What the task asks:
Copy the part of the passage on IBM's health analytics work between "Using sophisticated analytics" and "Enterprise Strategy Group.", inclusive, and rename "healthcare organizations" to "health systems".

Text block:
===

As part of this expansion, the center is incorporating some of the same technology used in IBM's Watson, the experimental computer system that bested two human contestants in the game show Jeopardy earlier this year.

Using sophisticated analytics to identify the meaning and context of medical information, advanced health analytics increasingly are being used to help healthcare organizations gain new insight from the flood of health data that is swelling at a rate of 35 percent per year, according to a recent study by Enterprise Strategy Group.

By utilizing clinical voice recognition from Nuance Communications, Inc. and medical terminology management from Health Language, Inc., Big Blue is working to improve the mobile EMR experience through voice recognition and technology that provides understanding of medical text, similar to the way Watson analyzed hundreds of millions of pages of text from books, encyclopedias and periodicals to compete on Jeopardy.  Ultimately, this should help physicians derive more insight from medical notes, exams and pathology reports that now can be evaluated and compared electronically.

The idea is leverage analytics to determine hidden meaning buried in medical records, pathology reports, images and comparative data, so that computers can extract relevant patient data and present it to physicians. IBM also is expanding its RPM work at the center, helping hospitals integrate and connect devices from among different manufacturers, enabling patients to be closely monitored from home.

===

Data shown:
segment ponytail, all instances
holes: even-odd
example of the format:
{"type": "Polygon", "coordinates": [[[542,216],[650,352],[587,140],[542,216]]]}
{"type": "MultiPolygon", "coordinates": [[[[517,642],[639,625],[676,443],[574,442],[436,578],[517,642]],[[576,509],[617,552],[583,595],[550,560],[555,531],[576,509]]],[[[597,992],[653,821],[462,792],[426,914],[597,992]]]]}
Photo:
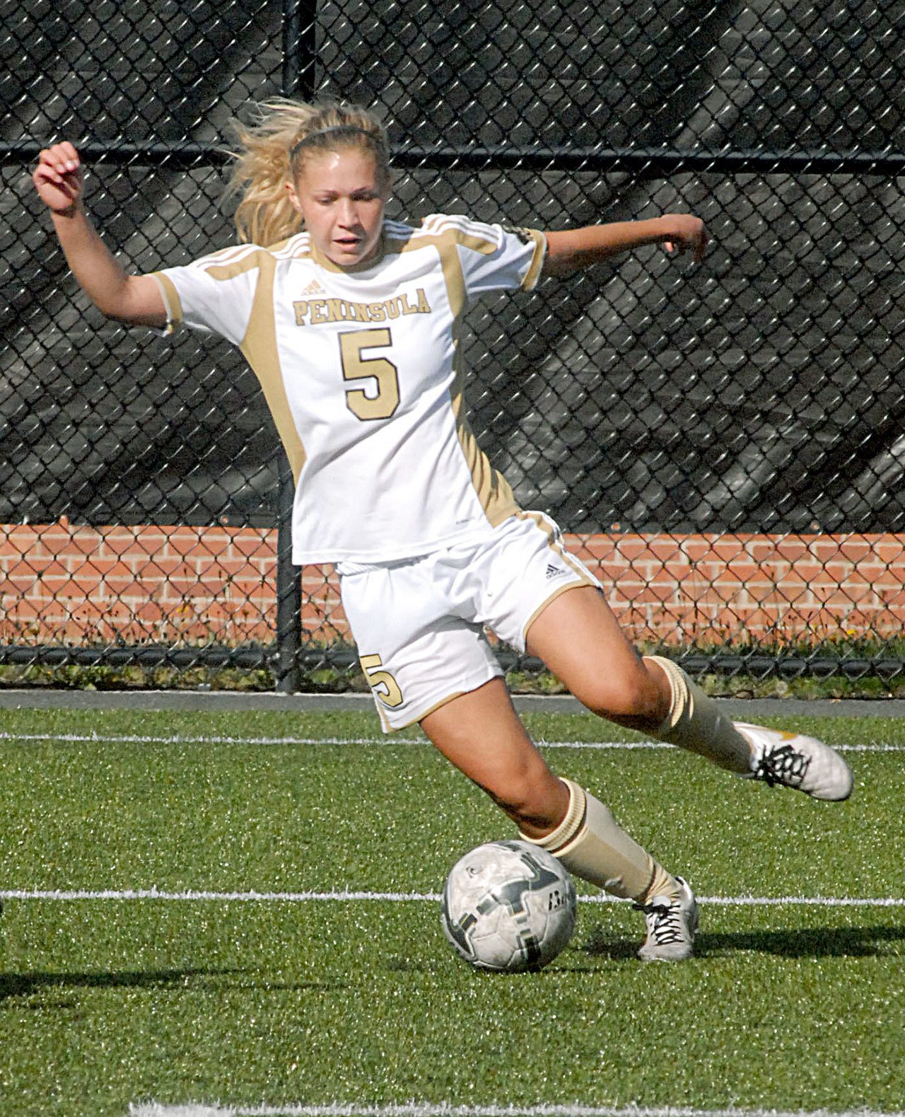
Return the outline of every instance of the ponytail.
{"type": "Polygon", "coordinates": [[[383,181],[389,182],[386,131],[358,105],[279,97],[263,102],[251,124],[233,122],[232,131],[238,150],[229,153],[234,162],[227,198],[239,197],[233,220],[242,241],[267,247],[301,229],[286,184],[295,182],[312,152],[366,147],[383,181]]]}

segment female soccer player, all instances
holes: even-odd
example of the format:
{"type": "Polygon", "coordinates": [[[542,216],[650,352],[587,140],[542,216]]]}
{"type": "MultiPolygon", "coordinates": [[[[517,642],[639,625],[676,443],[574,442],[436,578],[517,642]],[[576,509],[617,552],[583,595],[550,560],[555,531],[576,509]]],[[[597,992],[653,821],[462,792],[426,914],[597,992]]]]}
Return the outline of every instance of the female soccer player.
{"type": "Polygon", "coordinates": [[[78,153],[33,174],[77,280],[112,318],[229,338],[254,369],[297,481],[296,563],[334,563],[385,731],[417,722],[522,838],[635,900],[645,960],[691,956],[697,905],[609,810],[547,766],[516,714],[484,627],[539,657],[589,709],[740,775],[826,800],[851,774],[820,742],[733,724],[675,663],[642,658],[559,528],[523,512],[463,404],[463,314],[642,245],[690,251],[686,213],[539,231],[434,214],[386,219],[387,139],[369,112],[277,101],[237,128],[239,244],[126,275],[83,208],[78,153]]]}

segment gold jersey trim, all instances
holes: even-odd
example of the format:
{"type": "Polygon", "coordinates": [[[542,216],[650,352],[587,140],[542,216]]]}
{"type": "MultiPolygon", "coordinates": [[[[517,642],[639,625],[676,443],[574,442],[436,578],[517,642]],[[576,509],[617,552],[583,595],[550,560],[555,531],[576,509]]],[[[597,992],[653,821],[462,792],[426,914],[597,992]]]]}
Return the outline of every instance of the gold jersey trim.
{"type": "Polygon", "coordinates": [[[277,433],[280,437],[292,478],[298,485],[299,475],[305,465],[305,446],[289,409],[289,398],[282,378],[280,355],[277,350],[277,327],[273,314],[273,281],[277,274],[277,260],[270,252],[257,254],[251,259],[243,259],[225,267],[210,268],[211,275],[227,279],[232,275],[249,268],[259,268],[260,275],[254,287],[254,300],[251,305],[245,336],[240,349],[254,370],[264,400],[273,417],[277,433]],[[221,275],[220,273],[229,273],[221,275]]]}

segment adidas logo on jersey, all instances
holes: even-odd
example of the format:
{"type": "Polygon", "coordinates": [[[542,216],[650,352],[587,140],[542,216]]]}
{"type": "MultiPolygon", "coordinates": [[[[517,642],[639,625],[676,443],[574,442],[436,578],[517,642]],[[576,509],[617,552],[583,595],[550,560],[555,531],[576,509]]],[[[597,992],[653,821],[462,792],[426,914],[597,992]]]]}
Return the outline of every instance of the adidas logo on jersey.
{"type": "Polygon", "coordinates": [[[308,286],[302,290],[302,295],[326,295],[326,289],[318,283],[317,279],[312,279],[308,286]]]}

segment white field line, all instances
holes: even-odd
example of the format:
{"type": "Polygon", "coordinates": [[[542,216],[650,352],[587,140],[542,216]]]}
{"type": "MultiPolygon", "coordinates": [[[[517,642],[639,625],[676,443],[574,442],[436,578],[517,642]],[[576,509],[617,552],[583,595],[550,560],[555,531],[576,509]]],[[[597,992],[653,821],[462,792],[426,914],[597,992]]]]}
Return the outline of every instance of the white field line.
{"type": "MultiPolygon", "coordinates": [[[[0,741],[57,741],[62,744],[99,745],[427,745],[424,737],[199,737],[180,734],[158,737],[142,734],[102,735],[95,733],[0,733],[0,741]]],[[[541,748],[673,748],[662,741],[538,741],[541,748]]],[[[905,744],[834,745],[840,753],[902,753],[905,744]]]]}
{"type": "Polygon", "coordinates": [[[407,1101],[397,1105],[177,1105],[156,1101],[133,1104],[128,1117],[905,1117],[899,1110],[875,1109],[694,1109],[686,1106],[584,1106],[571,1105],[487,1105],[462,1106],[451,1102],[407,1101]]]}
{"type": "MultiPolygon", "coordinates": [[[[165,900],[198,904],[310,904],[310,903],[388,903],[436,904],[439,892],[376,892],[376,891],[203,891],[185,889],[167,891],[162,888],[7,888],[0,889],[0,900],[165,900]]],[[[718,907],[905,907],[905,897],[898,896],[699,896],[699,904],[718,907]]],[[[579,896],[579,904],[627,904],[615,896],[579,896]]],[[[905,1115],[904,1115],[905,1117],[905,1115]]]]}

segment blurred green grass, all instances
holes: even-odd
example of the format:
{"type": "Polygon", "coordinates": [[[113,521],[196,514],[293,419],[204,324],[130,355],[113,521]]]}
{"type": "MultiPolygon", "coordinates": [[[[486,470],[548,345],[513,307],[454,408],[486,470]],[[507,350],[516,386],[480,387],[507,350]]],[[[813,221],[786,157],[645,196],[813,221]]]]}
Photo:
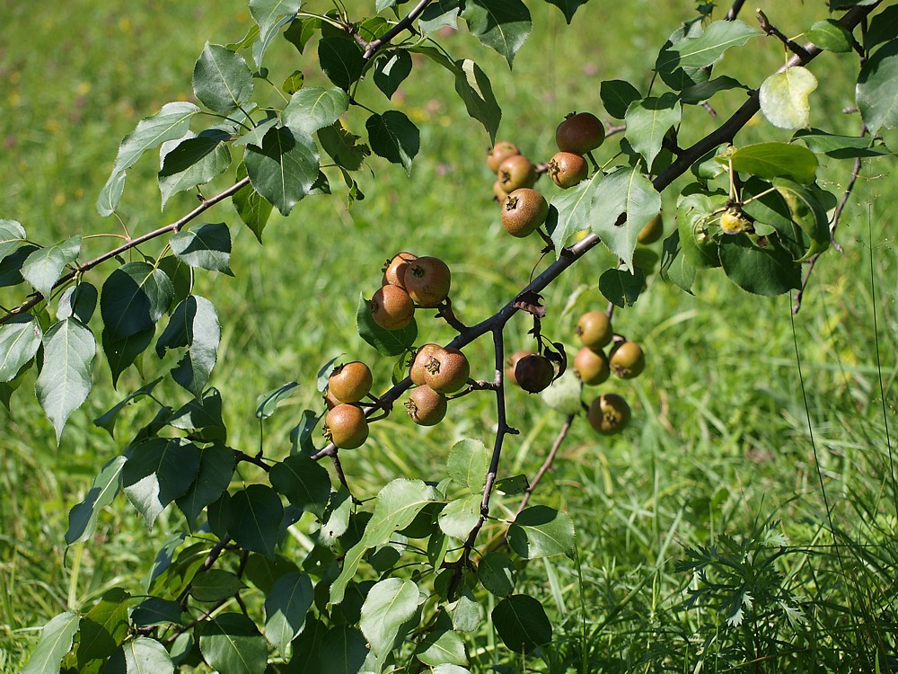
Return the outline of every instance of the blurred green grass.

===

Answer:
Using sophisticated analytics to identify the meaning and context of medical information, advanced health analytics increasingly are being used to help health systems gain new insight from the flood of health data that is swelling at a rate of 35 percent per year, according to a recent study by Enterprise Strategy Group.